▸ **Data records**
--- BEGIN ---

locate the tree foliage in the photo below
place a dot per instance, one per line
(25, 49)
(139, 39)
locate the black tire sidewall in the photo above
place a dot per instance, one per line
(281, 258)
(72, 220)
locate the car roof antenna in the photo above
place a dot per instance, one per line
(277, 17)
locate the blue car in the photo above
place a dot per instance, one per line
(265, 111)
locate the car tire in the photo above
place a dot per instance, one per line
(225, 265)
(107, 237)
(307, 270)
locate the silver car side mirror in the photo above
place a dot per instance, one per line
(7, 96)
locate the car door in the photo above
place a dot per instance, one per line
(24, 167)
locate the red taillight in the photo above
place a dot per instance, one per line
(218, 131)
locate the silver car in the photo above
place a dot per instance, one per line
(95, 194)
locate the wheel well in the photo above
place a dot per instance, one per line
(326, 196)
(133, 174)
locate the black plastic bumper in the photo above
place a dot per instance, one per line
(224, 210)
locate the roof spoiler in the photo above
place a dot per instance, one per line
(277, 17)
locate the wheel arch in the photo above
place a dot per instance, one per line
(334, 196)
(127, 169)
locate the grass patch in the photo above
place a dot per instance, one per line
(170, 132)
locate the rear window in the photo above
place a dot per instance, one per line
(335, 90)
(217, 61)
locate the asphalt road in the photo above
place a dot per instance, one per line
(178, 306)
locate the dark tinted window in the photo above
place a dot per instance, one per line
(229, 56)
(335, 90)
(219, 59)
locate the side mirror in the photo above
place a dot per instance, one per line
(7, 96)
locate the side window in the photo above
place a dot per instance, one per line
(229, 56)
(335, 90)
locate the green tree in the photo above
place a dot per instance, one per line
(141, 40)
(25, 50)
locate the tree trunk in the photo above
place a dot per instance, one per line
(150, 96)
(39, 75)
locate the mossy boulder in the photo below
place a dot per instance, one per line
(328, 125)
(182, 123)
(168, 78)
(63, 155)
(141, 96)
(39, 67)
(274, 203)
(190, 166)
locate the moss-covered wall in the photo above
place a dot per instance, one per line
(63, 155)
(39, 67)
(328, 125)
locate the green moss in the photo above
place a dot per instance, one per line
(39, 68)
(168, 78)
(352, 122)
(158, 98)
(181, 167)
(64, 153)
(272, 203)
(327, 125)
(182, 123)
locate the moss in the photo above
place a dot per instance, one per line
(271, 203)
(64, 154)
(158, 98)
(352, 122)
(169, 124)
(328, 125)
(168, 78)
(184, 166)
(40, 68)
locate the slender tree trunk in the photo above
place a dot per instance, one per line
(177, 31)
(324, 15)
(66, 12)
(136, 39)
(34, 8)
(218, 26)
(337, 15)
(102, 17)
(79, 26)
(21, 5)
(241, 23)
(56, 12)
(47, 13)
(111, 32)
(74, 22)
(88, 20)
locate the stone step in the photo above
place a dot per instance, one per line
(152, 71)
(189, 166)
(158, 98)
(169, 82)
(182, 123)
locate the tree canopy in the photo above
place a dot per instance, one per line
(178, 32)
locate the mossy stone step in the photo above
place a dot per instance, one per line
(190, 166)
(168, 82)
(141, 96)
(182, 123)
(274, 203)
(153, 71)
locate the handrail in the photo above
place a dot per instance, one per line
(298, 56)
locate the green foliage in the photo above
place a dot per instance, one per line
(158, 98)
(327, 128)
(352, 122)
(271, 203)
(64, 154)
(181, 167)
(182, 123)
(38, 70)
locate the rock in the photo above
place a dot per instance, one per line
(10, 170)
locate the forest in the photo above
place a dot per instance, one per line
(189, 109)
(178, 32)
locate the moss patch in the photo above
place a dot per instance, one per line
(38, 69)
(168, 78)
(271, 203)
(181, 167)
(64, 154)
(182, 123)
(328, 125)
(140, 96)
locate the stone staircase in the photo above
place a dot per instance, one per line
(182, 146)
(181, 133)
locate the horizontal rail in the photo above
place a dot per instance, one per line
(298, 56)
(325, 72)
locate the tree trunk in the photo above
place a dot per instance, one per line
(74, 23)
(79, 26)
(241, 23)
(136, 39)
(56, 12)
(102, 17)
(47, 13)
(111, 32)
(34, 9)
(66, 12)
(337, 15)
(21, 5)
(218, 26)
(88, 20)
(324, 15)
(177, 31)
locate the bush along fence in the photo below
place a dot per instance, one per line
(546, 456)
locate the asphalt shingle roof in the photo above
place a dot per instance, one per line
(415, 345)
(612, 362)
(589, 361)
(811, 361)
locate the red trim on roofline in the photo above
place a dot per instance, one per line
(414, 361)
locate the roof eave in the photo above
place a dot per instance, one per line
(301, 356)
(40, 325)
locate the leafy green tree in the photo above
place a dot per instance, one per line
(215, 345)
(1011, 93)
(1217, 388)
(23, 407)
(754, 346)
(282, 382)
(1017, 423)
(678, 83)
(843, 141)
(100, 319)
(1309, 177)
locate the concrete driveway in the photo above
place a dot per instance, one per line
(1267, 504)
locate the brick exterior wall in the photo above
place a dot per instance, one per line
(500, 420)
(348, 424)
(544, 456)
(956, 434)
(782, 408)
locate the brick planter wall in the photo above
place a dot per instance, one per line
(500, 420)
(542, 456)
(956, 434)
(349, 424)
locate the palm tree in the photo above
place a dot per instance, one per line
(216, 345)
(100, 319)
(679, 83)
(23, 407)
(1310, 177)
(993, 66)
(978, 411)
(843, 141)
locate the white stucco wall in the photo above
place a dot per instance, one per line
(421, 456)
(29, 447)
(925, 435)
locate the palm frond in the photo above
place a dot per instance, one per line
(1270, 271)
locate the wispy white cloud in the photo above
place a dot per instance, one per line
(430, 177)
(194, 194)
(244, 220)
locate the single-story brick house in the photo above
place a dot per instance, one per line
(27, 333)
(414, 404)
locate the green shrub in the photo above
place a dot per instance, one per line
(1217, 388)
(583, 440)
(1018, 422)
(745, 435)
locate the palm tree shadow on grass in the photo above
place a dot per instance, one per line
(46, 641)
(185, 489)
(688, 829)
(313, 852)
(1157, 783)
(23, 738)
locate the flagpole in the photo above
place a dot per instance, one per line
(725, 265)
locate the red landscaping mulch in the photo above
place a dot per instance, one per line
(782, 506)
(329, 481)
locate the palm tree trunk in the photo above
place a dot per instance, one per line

--- END ---

▸ **Exercise details**
Put every line of the items above into a JSON list of strings, one string per line, and leave out any blank lines.

▸ **Response to this task**
[
  "locate the tree foliage in the photo below",
  "place a dot per instance, one per line",
  "(25, 49)",
  "(139, 39)",
  "locate the black tire sidewall in the photo above",
  "place a dot per instance, one per line",
  "(281, 258)",
  "(72, 220)",
  "locate the car roof antenna in the photo above",
  "place a dot per instance, one per line",
  "(277, 17)",
  "locate the blue car in the photo above",
  "place a dot per instance, one per line",
  "(265, 111)",
  "locate the car tire in the photo above",
  "place a dot per instance, one per line",
  "(225, 265)",
  "(107, 237)",
  "(307, 270)",
  "locate the silver car side mirror in the photo above",
  "place a dot per instance, one per line",
  "(7, 96)",
  "locate the car door in the photo above",
  "place a dot per instance, one per line",
  "(24, 167)",
  "locate the red taillight in the photo above",
  "place a dot per instance, one per line",
  "(218, 131)",
  "locate the silver car in the photo above",
  "place a dot per instance, one per line",
  "(95, 194)",
  "locate the wheel well in the photo above",
  "place a dot per instance, one per line",
  "(326, 196)",
  "(133, 174)",
  "locate the black plastic bumper in the photo above",
  "place a dot per instance, one per line",
  "(224, 210)",
  "locate the roof spoiler in the photo above",
  "place a dot per instance, one per line",
  "(277, 17)",
  "locate the wheel arch in the photo above",
  "place a dot per instance, one per line",
  "(334, 196)",
  "(127, 169)",
  "locate the grass patch in the photo above",
  "place a dot per instance, one per line",
  "(170, 132)",
  "locate the rear window in the photo above",
  "place a dot per instance, one per line",
  "(335, 90)",
  "(217, 61)",
  "locate the asphalt road in the photo above",
  "place a dot per instance, one per line",
  "(178, 306)",
  "locate the dark tinted window in the photo above",
  "place a dot per instance, one per line",
  "(229, 56)",
  "(335, 90)",
  "(219, 59)",
  "locate the side mirror in the photo above",
  "place a dot per instance, one per line",
  "(7, 96)",
  "locate the side window in the photo above",
  "place a dot per instance, one per line",
  "(229, 56)",
  "(335, 90)",
  "locate the green tree in the photo above",
  "place a dot per instance, one per line",
  "(141, 40)",
  "(25, 50)",
  "locate the tree trunk in the photo above",
  "place a dot per instance, one per line",
  "(150, 96)",
  "(39, 75)",
  "locate the mossy boulder in the photo below",
  "place a dot per instance, one per line",
  "(328, 125)",
  "(182, 123)",
  "(168, 78)",
  "(63, 155)",
  "(141, 96)",
  "(39, 67)",
  "(274, 203)",
  "(190, 166)",
  "locate the moss-covered wall in the photo above",
  "place a dot per instance, one per line",
  "(63, 155)",
  "(39, 67)",
  "(328, 125)",
  "locate the green moss in the photo above",
  "place a dot per instance, one per line",
  "(39, 68)",
  "(168, 78)",
  "(352, 122)",
  "(158, 98)",
  "(181, 167)",
  "(64, 153)",
  "(272, 203)",
  "(327, 125)",
  "(182, 123)",
  "locate the moss in the photo above",
  "place a dot per instance, one per line",
  "(271, 203)",
  "(64, 154)",
  "(158, 98)",
  "(352, 122)",
  "(169, 124)",
  "(328, 125)",
  "(168, 78)",
  "(184, 166)",
  "(40, 68)",
  "locate the slender tree trunk in the photo above",
  "place a dot per instance, one per line",
  "(177, 31)",
  "(324, 15)",
  "(66, 12)",
  "(136, 39)",
  "(34, 8)",
  "(218, 26)",
  "(337, 15)",
  "(102, 17)",
  "(79, 26)",
  "(21, 5)",
  "(241, 23)",
  "(56, 12)",
  "(47, 13)",
  "(111, 32)",
  "(74, 22)",
  "(88, 20)",
  "locate the stone step in the photo above",
  "place a dot per instance, one per line",
  "(152, 71)",
  "(189, 166)",
  "(158, 98)",
  "(169, 82)",
  "(182, 123)",
  "locate the tree canopy in the photo above",
  "place a dot per instance, one per line",
  "(178, 32)",
  "locate the mossy stone step in the photo above",
  "place a dot per instance, one per line",
  "(190, 166)",
  "(168, 82)",
  "(141, 96)",
  "(182, 123)",
  "(274, 203)",
  "(153, 71)",
  "locate the handrail in the photo above",
  "place a dot per instance, one per line",
  "(298, 56)",
  "locate the green foliage in the photo above",
  "place a dot per instance, one per line",
  "(158, 98)",
  "(327, 128)",
  "(352, 122)",
  "(271, 203)",
  "(64, 154)",
  "(181, 167)",
  "(182, 123)",
  "(38, 70)",
  "locate the rock in the photo above",
  "place a dot per instance, one per line",
  "(10, 170)",
  "locate the forest in the photo above",
  "place a dot per instance, one per line",
  "(189, 109)",
  "(178, 32)",
  "locate the moss patch in the photo above",
  "place a dot per instance, one per line",
  "(38, 69)",
  "(168, 78)",
  "(271, 203)",
  "(181, 167)",
  "(64, 154)",
  "(182, 123)",
  "(328, 125)",
  "(140, 96)",
  "locate the stone staircase in the photo above",
  "place a dot per instance, one per line",
  "(182, 146)",
  "(181, 133)",
  "locate the horizontal rail in the photo above",
  "place a dot per instance, one per line",
  "(298, 56)",
  "(325, 72)",
  "locate the tree trunk in the photo above",
  "place a dot per instance, one per line",
  "(74, 23)",
  "(79, 26)",
  "(241, 23)",
  "(136, 39)",
  "(56, 12)",
  "(102, 17)",
  "(47, 13)",
  "(111, 32)",
  "(34, 9)",
  "(66, 12)",
  "(337, 15)",
  "(21, 5)",
  "(218, 26)",
  "(88, 20)",
  "(324, 15)",
  "(177, 31)",
  "locate the bush along fence in the photo below",
  "place a dot per instance, one per line",
  "(546, 456)",
  "locate the asphalt shingle roof in the photo above",
  "place a dot per instance, one per line",
  "(415, 345)",
  "(612, 362)",
  "(589, 361)",
  "(811, 361)",
  "locate the red trim on roofline in the photo above",
  "place a dot per instance, one per line",
  "(414, 361)",
  "locate the roof eave in the photo above",
  "place a dot per instance, one per line",
  "(301, 356)",
  "(40, 325)",
  "locate the leafy green tree in the photo above",
  "place a dot per instance, one per line",
  "(215, 345)",
  "(1011, 93)",
  "(1217, 388)",
  "(23, 407)",
  "(754, 346)",
  "(282, 382)",
  "(1017, 423)",
  "(678, 83)",
  "(843, 141)",
  "(100, 319)",
  "(1309, 177)",
  "locate the concrete driveway in the photo above",
  "place a dot per instance, one per line",
  "(1267, 504)",
  "locate the brick exterior wall in the photo above",
  "place a dot per instance, one per line",
  "(500, 420)",
  "(348, 424)",
  "(544, 456)",
  "(956, 434)",
  "(782, 408)",
  "locate the brick planter wall in the photo above",
  "place a dot per instance, one per line",
  "(500, 420)",
  "(542, 456)",
  "(956, 434)",
  "(349, 424)",
  "locate the palm tree in the photo above",
  "place a dot per instance, one per line",
  "(216, 345)",
  "(100, 319)",
  "(679, 83)",
  "(23, 407)",
  "(1310, 177)",
  "(993, 66)",
  "(978, 411)",
  "(843, 141)",
  "locate the white stucco wall in the photo above",
  "place a dot per instance, one per line",
  "(421, 456)",
  "(29, 447)",
  "(925, 435)",
  "locate the palm frond in the photo above",
  "place a dot per instance, one per line",
  "(1270, 271)",
  "locate the wispy white cloud in the photo above",
  "place a dot per instance, one per line",
  "(430, 177)",
  "(194, 194)",
  "(244, 220)",
  "locate the single-story brick house in the photo above",
  "place a dot per instance, one per line",
  "(27, 333)",
  "(414, 404)",
  "locate the green shrub in the photo above",
  "place a dot per instance, one per line",
  "(1217, 388)",
  "(583, 440)",
  "(1018, 422)",
  "(745, 435)",
  "locate the palm tree shadow on grass in the photo above",
  "place a dot per instance, one per line",
  "(46, 641)",
  "(185, 489)",
  "(688, 829)",
  "(313, 852)",
  "(1157, 783)",
  "(23, 738)",
  "locate the flagpole in the photo above",
  "place a dot per instance, one per line",
  "(725, 265)",
  "locate the red landscaping mulch in the photo above",
  "place a dot per instance, one per line",
  "(782, 506)",
  "(329, 481)",
  "locate the palm tree trunk in the photo above",
  "place a dot per instance, one per line"
]